■ Provided text ■
Thermally Stable Nanoscale Switching Device

Abstract

A nanoscale switching device provides enhanced thermal stability and endurance to switching cycles. The switching device has an active region disposed between electrodes and containing a switching material capable of carrying a species of dopants and transporting the dopants under an electrical field. At least one of the electrodes is formed of conductive material having a melting point greater than 1800° C.

Description

BACKGROUND

The continuous trend in the development of electronic devices has been to minimize the sizes of the devices. While the current generation of commercial microelectronics are based on sub-micron design rules, significant research and development efforts are directed towards exploring devices on the nanoscale, with the dimensions of the devices often measured in nanometers or tens of nanometers. Besides the significant reduction of individual device size and much higher packing density compared to microscale devices, nanoscale devices may also provide new functionalities due to physical phenomena on the nanoscale that are not observed on the microscale.

For instance, electronic switching in nanoscale devices using titanium oxide as the switching material has recently been reported. The resistive switching behavior of such a device has been linked to the memristor circuit element theory originally predicted in 1971 by L. O. Chua. The discovery of the memristive behavior in the nanoscale switch has generated significant interests, and there are substantial on-going research efforts to further develop such nanoscale switches and to implement them in various applications. One of the many important potential applications is to use such a switching device as a memory unit to store digital data.

■ Exercise input ■

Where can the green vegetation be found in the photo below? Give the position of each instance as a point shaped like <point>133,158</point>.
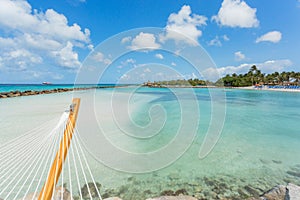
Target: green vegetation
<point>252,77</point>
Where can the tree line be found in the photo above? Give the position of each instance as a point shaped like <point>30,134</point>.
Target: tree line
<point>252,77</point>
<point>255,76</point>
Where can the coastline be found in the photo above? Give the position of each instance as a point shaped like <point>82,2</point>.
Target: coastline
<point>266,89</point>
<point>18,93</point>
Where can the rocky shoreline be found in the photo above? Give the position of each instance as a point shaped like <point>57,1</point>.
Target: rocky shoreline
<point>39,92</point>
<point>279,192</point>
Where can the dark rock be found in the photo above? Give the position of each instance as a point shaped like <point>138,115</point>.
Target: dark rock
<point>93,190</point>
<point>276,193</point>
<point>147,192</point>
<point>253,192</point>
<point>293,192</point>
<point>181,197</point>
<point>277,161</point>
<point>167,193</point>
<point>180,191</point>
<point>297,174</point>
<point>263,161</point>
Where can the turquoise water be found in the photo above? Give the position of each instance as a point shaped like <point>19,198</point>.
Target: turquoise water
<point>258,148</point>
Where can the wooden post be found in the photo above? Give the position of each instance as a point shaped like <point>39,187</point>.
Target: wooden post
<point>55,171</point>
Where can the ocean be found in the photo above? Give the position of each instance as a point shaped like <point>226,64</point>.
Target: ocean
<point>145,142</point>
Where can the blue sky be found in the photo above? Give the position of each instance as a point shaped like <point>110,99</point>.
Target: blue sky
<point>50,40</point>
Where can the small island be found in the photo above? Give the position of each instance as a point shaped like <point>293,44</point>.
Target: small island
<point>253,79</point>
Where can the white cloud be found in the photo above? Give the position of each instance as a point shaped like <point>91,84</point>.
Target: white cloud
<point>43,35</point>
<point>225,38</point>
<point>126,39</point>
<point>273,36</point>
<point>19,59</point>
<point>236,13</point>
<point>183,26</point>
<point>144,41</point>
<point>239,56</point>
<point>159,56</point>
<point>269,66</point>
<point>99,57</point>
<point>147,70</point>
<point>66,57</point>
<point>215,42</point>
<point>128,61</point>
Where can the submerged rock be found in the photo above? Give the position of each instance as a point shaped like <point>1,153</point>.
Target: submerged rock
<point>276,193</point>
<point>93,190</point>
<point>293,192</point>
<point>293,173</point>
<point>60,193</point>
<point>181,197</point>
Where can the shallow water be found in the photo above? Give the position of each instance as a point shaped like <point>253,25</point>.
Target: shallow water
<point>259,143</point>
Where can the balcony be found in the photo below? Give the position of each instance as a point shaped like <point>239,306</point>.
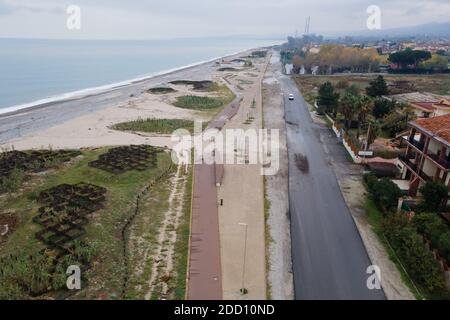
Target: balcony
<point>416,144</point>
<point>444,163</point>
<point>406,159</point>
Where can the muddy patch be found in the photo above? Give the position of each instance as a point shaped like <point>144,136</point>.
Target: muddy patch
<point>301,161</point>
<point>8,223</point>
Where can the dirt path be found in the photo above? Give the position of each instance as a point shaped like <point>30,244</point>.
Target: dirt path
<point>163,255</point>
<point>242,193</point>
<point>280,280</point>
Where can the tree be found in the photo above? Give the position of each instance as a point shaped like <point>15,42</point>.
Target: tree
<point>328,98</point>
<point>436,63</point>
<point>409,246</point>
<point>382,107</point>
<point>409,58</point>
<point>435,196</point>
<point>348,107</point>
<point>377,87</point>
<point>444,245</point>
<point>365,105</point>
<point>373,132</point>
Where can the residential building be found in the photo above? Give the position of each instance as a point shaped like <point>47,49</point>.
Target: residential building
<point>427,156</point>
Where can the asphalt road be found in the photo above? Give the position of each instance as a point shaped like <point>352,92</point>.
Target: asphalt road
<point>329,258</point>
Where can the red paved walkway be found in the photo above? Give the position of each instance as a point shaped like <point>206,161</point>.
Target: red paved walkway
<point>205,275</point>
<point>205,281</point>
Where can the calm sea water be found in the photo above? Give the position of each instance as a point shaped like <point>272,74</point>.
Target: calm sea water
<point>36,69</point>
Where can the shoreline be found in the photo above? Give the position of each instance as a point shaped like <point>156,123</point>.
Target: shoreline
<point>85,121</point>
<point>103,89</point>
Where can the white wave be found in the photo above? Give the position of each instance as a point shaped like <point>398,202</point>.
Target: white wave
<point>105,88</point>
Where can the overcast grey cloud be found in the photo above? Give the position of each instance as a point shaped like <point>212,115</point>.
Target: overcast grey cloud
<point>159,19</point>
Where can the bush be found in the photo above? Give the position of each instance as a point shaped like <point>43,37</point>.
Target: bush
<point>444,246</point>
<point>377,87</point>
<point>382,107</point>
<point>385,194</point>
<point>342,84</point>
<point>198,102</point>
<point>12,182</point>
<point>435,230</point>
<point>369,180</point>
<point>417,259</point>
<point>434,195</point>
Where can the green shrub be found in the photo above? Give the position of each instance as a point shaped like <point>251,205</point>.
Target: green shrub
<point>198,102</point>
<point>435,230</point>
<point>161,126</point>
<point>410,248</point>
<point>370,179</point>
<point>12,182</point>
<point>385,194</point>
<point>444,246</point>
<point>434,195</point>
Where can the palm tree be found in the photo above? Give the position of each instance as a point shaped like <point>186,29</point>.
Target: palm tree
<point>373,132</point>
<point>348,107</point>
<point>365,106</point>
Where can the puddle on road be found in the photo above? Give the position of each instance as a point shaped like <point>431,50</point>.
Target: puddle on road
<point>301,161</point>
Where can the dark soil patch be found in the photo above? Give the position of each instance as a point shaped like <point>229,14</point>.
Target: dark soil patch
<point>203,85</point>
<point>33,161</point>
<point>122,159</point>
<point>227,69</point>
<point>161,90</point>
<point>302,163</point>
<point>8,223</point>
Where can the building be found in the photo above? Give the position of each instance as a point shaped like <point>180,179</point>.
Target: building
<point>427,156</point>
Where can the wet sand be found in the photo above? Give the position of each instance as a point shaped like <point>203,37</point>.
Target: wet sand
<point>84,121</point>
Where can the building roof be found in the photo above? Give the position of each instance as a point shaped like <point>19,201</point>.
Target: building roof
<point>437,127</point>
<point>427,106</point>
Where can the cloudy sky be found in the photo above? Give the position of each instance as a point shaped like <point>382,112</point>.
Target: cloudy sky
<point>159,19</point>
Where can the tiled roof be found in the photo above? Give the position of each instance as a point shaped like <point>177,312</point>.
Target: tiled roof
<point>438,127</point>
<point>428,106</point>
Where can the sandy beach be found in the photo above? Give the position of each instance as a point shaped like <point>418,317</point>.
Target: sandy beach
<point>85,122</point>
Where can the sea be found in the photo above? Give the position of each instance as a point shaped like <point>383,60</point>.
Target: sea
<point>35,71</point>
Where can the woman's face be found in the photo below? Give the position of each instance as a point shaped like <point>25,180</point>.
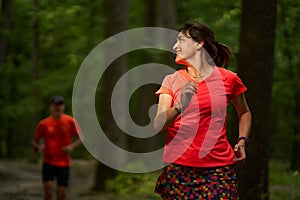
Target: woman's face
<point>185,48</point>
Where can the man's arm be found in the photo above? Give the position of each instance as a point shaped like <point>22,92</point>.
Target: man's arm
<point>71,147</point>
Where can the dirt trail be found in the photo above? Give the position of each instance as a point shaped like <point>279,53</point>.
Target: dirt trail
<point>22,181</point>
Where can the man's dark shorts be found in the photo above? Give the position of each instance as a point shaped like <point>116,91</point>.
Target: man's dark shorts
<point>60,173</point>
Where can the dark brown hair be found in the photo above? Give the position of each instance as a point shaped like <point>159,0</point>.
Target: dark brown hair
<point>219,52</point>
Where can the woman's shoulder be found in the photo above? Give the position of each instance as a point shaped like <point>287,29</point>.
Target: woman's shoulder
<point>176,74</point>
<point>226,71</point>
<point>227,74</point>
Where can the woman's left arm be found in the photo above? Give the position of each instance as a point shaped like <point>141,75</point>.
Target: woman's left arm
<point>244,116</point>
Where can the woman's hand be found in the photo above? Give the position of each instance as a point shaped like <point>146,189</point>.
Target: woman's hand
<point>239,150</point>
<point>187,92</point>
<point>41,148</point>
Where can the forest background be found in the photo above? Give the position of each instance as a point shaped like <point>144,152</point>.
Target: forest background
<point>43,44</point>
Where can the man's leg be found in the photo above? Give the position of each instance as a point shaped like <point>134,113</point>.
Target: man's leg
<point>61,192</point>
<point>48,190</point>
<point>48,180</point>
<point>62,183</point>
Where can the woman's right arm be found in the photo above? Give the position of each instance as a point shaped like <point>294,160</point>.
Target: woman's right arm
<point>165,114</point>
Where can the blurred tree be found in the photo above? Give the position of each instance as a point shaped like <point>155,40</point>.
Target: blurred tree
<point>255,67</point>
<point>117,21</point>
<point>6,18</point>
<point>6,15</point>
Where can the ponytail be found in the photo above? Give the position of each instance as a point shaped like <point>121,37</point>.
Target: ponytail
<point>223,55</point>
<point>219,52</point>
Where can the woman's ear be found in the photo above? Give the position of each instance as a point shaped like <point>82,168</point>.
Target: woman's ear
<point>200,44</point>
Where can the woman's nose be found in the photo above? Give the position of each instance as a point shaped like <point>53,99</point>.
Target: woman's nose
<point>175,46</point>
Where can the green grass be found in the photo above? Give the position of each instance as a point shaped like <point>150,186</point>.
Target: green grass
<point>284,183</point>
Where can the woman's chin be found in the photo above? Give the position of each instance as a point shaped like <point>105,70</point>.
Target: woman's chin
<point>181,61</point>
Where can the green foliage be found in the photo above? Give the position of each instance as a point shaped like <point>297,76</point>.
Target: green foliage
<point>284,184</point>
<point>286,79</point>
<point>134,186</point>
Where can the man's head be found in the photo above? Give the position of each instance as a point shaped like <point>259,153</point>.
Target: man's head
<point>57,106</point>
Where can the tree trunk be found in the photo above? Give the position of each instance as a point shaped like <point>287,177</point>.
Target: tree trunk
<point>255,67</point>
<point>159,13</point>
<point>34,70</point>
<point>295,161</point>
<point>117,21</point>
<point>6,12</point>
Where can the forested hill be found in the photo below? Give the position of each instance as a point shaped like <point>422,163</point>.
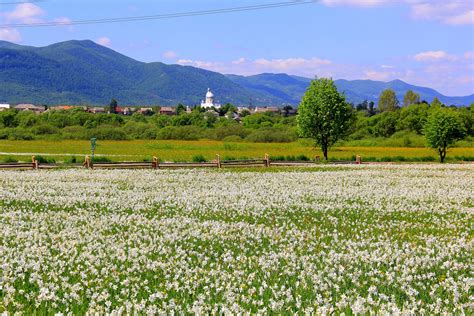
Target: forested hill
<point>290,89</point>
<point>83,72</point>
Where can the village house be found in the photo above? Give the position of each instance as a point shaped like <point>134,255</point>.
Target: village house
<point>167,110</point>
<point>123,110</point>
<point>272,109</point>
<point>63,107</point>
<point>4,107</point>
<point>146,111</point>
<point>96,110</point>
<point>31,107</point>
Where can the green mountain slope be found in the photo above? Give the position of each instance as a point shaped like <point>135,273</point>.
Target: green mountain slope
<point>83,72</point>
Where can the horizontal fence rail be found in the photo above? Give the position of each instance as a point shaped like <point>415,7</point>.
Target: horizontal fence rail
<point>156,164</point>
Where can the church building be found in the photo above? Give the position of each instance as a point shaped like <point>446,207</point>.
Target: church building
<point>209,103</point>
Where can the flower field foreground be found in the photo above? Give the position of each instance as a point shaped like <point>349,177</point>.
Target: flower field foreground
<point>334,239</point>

■ Actions to take ■
• A. Please rewrite everything in the listing from the line containing "Where can the church" down to the end of the listing, substituting "chapel" for "church building" and leaving all else unchanged.
• B. Carry on the text about the thermally stable nanoscale switching device from the point where it stops.

■ Responses in order ■
• A.
Where can the chapel be found in the photo above? Give the position of each instance as a point shaped like <point>446,207</point>.
Target: chapel
<point>209,103</point>
Where can the flower field foreground be found in the photo above? Give the position of each instance as a point shaped like <point>349,177</point>.
Target: flower field foreground
<point>334,239</point>

• B.
To bring a new device from the laboratory setting to commercial applications, there are often many technical challenges that have to be overcome in order to meet the performance demands of real-world applications. In the case of the nanoscale memristive switching device, one of the major technical challenges is the need to improve the long-term thermal stability of the device. Due to the small size of the switching device, the power needed to operate the device can cause significant localized heating, which can lead to device failure after a number of switching cycles. The limited cycling capability and potential premature failure is undesirable for many applications, such as digital memory, that require the switching device to be able to maintain its operation characteristics after a large number of switching cycles. Thus, improving the thermal Stability and cycling endurance is a pressing issue for the development of the nanoscale switching device.

BRIEF DESCRIPTION OF THE DRAWINGS

Some embodiments of the invention are described, by way of example, with respect to the following figures:

FIG. 1 is a cross-sectional view of a two-terminal nanoscale switching device formed on a substrate in accordance with an embodiment of the invention;

FIG. 2 is a schematic depiction of the two-terminal nanoscale switching device of FIG. 1 showing its components;

FIG. 3 is a schematic view of a nanoscale three-terminal switching device in accordance with an embodiment of the invention;

FIG. 4 is top view of a two terminal nanoscale switching device that has a damaged top electrode; and

FIG. 5 is a schematic 3-D view of a crossbar array of two-terminal nanoscale switching devices.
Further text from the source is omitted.